TASK TO CARRY OUT = For each line of the listing that includes the word "target", show the whole line.

*** Opening SOURCE DATA ***

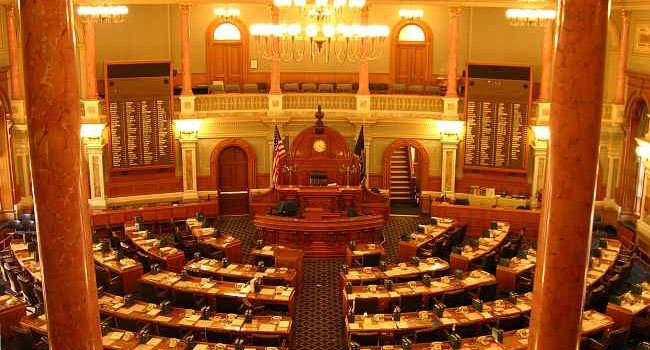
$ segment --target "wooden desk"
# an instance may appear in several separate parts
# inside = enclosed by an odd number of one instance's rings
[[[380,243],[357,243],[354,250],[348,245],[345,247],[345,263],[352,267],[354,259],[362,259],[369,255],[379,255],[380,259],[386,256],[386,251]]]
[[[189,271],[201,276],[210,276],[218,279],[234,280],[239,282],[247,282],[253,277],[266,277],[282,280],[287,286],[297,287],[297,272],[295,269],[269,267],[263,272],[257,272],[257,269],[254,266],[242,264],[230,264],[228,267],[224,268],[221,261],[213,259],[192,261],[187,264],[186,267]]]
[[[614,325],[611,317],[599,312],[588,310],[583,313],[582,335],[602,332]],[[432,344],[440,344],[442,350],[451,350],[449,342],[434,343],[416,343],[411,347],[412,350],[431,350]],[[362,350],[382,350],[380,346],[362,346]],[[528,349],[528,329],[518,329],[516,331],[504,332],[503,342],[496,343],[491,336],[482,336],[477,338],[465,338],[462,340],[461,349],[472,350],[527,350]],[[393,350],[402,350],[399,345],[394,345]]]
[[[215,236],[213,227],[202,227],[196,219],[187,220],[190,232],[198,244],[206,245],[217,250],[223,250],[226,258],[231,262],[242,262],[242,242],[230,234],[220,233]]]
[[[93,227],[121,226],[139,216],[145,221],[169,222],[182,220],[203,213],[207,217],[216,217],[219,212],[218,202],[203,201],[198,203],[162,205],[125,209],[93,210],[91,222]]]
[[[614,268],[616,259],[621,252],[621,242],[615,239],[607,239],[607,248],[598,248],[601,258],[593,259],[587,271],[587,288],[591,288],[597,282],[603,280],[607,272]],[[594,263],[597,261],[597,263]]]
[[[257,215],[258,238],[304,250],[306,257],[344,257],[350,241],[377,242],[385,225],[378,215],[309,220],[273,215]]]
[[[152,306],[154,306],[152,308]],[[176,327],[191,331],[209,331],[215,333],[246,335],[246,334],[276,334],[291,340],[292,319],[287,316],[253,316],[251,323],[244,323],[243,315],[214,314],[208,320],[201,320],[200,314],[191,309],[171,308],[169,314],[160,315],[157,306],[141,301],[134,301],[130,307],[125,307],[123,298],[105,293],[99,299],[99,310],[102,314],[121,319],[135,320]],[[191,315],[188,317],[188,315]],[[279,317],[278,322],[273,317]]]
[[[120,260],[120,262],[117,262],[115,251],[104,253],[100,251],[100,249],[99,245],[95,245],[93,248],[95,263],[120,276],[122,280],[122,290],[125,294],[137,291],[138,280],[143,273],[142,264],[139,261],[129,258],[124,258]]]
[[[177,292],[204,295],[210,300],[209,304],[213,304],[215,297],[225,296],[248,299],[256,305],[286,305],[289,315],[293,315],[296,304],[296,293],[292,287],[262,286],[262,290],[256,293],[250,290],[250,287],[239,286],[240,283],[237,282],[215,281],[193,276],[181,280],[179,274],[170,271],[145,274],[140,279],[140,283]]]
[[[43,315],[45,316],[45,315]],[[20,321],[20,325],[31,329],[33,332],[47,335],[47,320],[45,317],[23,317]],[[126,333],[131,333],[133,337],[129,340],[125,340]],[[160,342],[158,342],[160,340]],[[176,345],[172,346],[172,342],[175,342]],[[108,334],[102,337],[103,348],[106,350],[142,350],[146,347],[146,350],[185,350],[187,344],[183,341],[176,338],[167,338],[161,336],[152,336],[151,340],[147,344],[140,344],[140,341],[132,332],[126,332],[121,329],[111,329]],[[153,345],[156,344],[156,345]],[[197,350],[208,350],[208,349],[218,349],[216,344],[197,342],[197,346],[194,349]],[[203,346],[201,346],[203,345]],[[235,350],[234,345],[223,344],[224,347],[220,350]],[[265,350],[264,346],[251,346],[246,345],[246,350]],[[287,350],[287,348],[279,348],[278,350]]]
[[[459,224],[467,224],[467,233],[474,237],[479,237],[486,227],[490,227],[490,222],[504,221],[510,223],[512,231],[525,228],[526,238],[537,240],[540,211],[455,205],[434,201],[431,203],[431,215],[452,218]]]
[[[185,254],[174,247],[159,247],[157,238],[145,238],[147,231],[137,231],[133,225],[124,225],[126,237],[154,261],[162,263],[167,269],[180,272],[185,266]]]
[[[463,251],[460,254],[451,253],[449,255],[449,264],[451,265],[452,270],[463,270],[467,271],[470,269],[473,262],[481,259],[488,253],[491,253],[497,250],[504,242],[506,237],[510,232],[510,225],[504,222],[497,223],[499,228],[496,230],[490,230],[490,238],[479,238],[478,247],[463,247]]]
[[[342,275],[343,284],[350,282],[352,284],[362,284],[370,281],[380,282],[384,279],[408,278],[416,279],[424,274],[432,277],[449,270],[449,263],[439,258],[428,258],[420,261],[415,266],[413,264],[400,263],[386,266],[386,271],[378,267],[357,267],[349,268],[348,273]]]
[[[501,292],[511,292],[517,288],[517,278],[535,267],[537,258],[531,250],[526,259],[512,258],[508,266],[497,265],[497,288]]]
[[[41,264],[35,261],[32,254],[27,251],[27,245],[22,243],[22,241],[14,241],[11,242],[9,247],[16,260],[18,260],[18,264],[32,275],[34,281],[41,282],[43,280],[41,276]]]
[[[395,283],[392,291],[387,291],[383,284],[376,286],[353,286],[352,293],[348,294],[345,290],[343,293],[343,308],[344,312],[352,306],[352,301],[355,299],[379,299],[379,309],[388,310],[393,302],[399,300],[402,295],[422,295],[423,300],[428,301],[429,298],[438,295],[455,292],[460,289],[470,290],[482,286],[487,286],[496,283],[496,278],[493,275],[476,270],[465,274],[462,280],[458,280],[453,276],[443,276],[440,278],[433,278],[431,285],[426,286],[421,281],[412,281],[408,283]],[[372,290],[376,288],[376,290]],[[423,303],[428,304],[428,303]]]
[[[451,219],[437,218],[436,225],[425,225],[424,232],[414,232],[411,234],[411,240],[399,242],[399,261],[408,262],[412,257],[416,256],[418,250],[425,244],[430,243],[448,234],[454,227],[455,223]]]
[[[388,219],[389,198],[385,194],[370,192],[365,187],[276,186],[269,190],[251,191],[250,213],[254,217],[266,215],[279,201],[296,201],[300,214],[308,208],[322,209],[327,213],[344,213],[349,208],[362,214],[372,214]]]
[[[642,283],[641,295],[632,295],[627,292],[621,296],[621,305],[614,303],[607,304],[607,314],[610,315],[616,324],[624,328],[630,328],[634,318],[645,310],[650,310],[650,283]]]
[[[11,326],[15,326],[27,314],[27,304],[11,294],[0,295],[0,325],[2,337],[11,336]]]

*** Closing SOURCE DATA ***
*** Opening SOURCE DATA ***

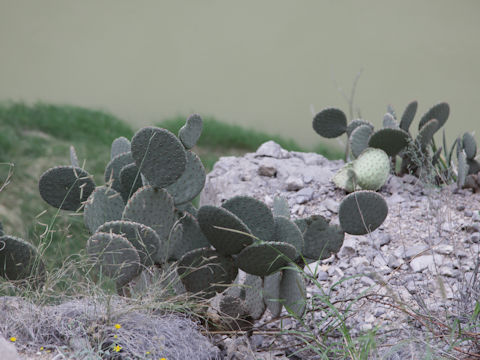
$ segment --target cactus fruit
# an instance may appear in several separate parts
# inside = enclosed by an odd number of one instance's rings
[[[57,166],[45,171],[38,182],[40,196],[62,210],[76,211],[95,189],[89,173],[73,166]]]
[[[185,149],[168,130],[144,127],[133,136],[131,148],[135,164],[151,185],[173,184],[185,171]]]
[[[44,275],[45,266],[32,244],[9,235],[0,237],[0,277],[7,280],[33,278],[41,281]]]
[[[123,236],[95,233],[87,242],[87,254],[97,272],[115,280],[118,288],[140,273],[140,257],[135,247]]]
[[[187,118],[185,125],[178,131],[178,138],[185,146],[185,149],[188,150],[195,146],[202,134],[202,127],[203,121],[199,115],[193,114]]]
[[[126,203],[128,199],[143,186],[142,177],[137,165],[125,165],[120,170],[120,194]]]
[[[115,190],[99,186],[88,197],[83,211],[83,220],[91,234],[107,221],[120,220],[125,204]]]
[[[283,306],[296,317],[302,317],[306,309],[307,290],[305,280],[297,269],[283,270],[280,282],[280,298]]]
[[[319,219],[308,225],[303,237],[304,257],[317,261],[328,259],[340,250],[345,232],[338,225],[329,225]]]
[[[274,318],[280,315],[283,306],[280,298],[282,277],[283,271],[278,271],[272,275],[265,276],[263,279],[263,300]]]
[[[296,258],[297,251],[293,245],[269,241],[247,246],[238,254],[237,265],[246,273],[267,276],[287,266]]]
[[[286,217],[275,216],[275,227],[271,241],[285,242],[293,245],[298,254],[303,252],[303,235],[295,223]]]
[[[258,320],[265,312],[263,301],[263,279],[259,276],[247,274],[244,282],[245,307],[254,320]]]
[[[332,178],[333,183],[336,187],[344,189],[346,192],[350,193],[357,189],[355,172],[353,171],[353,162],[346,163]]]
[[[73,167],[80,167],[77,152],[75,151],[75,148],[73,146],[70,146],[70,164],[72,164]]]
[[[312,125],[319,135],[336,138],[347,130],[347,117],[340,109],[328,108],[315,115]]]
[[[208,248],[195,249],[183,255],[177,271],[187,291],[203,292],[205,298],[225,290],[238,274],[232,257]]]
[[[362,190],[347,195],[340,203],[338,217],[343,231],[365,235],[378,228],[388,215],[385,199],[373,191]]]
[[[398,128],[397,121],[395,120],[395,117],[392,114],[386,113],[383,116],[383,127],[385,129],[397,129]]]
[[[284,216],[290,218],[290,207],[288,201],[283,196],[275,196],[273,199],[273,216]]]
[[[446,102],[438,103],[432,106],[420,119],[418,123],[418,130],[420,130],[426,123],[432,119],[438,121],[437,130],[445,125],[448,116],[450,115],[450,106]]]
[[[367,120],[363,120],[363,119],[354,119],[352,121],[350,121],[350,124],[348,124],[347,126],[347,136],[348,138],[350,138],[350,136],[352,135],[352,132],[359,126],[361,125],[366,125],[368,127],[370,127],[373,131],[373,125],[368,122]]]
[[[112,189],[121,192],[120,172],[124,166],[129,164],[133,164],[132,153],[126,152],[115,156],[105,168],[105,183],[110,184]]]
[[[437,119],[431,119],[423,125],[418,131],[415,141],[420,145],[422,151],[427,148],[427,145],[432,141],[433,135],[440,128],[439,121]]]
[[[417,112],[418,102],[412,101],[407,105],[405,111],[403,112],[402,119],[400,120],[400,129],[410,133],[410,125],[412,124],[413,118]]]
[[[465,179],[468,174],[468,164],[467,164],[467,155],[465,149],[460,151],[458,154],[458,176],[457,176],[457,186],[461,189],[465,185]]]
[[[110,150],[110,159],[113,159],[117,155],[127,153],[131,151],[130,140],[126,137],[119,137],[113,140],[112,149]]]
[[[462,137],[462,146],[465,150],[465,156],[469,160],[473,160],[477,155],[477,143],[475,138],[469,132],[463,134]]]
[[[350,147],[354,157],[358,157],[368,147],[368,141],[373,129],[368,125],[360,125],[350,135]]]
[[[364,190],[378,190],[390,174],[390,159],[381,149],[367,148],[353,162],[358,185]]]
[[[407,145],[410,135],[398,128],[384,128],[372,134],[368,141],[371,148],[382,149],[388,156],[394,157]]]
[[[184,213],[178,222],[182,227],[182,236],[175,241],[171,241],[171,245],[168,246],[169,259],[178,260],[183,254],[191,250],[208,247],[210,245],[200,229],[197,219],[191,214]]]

*** Closing SOURCE DATA ***

ANSWER TO THIS EXERCISE =
$ segment --target "wooden desk"
$ segment --target cactus fruit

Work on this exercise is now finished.